Listed records:
[start]

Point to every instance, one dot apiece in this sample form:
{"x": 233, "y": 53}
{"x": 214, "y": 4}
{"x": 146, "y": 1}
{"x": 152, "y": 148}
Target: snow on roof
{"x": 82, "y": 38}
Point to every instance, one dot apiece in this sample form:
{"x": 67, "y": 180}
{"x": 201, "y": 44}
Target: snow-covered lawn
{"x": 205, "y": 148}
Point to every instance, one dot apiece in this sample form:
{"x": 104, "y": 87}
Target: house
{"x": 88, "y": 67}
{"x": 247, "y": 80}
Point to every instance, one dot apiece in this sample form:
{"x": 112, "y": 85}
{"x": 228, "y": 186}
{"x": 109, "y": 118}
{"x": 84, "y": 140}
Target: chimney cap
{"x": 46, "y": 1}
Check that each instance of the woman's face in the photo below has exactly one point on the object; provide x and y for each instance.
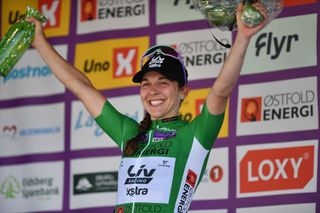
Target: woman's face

[end]

Work to complete:
Can you rewrite all of the material above with "Target" swapped for "Label" wherever it occurs, leaving every other word unchanged and the pictures out?

Task response:
Point to every instance, one dot apiece in this sample form:
{"x": 233, "y": 53}
{"x": 214, "y": 4}
{"x": 146, "y": 1}
{"x": 152, "y": 148}
Label: snow on roof
{"x": 82, "y": 38}
Point to every instance, one dot apiece in this sample form:
{"x": 67, "y": 180}
{"x": 201, "y": 44}
Label: snow-covered lawn
{"x": 205, "y": 148}
Point to every instance, one dot apiece in this sample form:
{"x": 104, "y": 87}
Label: house
{"x": 88, "y": 67}
{"x": 247, "y": 80}
Point to every instance, one dot apiece in this sample form:
{"x": 112, "y": 85}
{"x": 228, "y": 186}
{"x": 109, "y": 118}
{"x": 84, "y": 140}
Label: chimney cap
{"x": 46, "y": 1}
Check that each instance of the woman's face in the photo below has exactly one point on the object; provide x and y for each instance.
Label: woman's face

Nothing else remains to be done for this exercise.